* SET EXERCISE
Your task is to write out the lines from the line containing "Request = locate the fur seal pup" through the last line of the material, exactly.

* INFORMATION PROVIDED
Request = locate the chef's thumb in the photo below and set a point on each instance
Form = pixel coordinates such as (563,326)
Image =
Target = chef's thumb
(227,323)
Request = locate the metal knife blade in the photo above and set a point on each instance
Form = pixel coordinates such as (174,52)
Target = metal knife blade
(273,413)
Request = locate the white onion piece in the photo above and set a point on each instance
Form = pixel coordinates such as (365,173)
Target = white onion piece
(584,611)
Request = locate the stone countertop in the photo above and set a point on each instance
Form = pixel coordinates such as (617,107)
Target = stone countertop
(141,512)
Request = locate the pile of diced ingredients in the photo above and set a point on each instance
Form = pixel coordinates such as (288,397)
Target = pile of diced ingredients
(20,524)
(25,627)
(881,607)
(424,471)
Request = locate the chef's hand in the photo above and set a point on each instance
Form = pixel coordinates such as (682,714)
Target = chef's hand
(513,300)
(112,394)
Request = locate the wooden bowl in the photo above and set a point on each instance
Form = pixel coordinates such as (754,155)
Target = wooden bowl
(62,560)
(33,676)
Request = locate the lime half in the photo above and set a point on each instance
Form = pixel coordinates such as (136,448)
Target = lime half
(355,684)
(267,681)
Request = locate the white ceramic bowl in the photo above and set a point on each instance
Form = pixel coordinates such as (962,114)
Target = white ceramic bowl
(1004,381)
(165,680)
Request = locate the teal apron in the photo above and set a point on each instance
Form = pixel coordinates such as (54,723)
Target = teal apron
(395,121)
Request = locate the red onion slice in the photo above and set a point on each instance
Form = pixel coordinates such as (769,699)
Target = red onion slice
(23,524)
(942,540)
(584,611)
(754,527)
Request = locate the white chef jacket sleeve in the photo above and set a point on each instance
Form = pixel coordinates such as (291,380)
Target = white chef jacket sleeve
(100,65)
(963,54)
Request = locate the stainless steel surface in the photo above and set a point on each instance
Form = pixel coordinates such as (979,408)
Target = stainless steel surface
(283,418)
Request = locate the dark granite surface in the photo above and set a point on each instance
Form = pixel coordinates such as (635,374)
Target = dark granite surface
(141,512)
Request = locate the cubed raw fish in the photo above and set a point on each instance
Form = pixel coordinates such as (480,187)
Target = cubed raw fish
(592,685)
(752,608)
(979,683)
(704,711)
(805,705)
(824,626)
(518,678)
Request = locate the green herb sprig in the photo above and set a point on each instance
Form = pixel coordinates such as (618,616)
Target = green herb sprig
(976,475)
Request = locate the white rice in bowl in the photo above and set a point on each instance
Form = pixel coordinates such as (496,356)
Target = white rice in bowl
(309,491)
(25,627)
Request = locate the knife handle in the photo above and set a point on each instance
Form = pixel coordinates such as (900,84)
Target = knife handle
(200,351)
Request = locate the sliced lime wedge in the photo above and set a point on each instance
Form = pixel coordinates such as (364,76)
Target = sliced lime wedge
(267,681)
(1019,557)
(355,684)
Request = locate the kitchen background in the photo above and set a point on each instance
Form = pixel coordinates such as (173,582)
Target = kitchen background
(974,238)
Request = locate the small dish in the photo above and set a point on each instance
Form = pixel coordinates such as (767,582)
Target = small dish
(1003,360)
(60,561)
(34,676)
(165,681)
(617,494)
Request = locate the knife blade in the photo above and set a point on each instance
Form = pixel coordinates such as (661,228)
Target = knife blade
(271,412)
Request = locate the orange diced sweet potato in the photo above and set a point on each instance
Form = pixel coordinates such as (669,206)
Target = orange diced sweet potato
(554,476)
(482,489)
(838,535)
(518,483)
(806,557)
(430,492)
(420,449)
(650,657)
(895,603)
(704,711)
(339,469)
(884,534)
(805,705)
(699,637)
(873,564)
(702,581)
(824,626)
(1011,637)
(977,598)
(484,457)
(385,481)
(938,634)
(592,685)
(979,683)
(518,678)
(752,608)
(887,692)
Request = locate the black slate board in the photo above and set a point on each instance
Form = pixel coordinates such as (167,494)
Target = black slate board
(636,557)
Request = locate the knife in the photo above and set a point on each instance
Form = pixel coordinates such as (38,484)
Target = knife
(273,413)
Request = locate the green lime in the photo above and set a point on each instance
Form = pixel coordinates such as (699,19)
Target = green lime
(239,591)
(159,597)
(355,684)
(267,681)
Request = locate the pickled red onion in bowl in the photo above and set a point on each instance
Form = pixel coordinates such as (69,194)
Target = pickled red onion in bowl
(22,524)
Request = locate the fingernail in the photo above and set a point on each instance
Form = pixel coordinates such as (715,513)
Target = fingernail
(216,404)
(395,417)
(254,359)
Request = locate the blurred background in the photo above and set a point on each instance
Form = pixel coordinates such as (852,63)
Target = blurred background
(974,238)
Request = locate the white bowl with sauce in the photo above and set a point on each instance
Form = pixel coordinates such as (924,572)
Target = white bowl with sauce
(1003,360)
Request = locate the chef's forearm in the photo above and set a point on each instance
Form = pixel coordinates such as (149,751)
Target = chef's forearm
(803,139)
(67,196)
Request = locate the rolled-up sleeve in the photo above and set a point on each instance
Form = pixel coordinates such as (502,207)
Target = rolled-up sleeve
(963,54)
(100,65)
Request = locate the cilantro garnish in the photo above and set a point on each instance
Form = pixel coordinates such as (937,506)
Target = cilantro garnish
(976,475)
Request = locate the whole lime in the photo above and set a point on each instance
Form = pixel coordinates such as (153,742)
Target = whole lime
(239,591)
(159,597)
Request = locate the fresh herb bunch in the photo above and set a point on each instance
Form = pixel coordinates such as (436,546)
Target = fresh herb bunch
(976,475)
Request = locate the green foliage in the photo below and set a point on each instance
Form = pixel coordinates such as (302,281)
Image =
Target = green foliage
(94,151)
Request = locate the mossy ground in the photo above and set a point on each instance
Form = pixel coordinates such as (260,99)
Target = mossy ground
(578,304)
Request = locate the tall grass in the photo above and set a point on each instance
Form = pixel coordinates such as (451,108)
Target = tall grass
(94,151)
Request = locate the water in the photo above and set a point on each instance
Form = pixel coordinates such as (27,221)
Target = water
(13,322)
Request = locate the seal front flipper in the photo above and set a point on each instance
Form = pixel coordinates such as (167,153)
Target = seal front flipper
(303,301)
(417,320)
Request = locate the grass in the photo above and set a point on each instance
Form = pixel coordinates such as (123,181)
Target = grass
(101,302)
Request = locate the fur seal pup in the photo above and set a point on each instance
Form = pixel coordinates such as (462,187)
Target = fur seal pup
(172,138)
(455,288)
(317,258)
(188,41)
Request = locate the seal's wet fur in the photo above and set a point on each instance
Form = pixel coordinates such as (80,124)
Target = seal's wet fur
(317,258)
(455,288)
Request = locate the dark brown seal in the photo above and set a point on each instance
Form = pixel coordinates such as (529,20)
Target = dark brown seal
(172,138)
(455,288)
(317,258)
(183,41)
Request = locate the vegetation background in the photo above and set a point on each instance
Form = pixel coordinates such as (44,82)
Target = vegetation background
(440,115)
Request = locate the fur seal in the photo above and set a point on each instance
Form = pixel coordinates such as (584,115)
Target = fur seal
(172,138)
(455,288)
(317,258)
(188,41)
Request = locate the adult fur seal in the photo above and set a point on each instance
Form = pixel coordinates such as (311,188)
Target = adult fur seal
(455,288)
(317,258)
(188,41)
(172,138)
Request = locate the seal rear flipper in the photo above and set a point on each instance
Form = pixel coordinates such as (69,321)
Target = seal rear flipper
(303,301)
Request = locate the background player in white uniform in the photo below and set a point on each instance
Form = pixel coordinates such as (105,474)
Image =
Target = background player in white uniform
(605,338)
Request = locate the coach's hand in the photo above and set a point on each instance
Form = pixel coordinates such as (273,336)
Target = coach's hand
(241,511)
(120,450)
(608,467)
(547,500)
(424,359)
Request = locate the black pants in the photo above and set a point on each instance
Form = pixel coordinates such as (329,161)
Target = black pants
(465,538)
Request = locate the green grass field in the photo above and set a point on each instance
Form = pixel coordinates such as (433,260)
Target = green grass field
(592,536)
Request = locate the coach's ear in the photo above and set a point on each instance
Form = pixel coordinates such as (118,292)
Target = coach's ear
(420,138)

* OUTPUT FOR THIS EXERCISE
Request = locate the fur seal pup in the photo above and set a point on each instance
Form = pixel coordinates such as (462,187)
Target = fur seal pup
(172,138)
(455,288)
(317,258)
(188,41)
Request = locate the seal's wet fur in the photo above and set a point on each instance
Form = pixel coordinates such as (80,124)
Target = seal's wet fur
(317,258)
(455,288)
Request = locate the dark brown seal in the photo above and set a point on each instance
Form = pixel coordinates such as (529,20)
Target = dark brown seal
(172,138)
(455,288)
(317,258)
(183,41)
Request = locate the vegetation background in the photo above and set a point on each instance
Form = pixel coordinates such as (44,82)
Target = vegetation background
(440,115)
Request = locate the fur seal in the photo above and set a point on each instance
Form = pixel coordinates such as (584,115)
Target = fur seal
(172,138)
(455,288)
(317,258)
(188,41)
Request = locate the adult fur seal in the photo above and set a point on each instance
Form = pixel coordinates such as (311,188)
Target = adult fur seal
(455,288)
(317,258)
(188,41)
(172,138)
Request = locate the seal rear flipper in the photo above and set a point on each instance
Form = pixel coordinates such as (69,321)
Target = seal rear flipper
(303,301)
Request = locate the background player in white uniform in the photo below and set a point on each instance
Form = pixel coordinates such as (105,474)
Image =
Target = background player in white uniform
(605,338)
Request = locate the coach's hand in the photo above and set a point on each instance
Form = pixel coordinates such as (273,336)
Target = coach's hand
(241,511)
(120,450)
(608,467)
(547,500)
(424,359)
Request = locate the black pants in the photo above and set a point on each instance
Form = pixel coordinates such as (329,161)
Target = black pants
(465,538)
Request = locate the green grass field in the photo above and set a point on each instance
Form = pixel coordinates such as (433,260)
Target = green grass field
(592,536)
Request = locate the coach's ear in the photo above and set a point on each instance
Form = pixel coordinates such as (118,292)
Target = coach's ear
(420,138)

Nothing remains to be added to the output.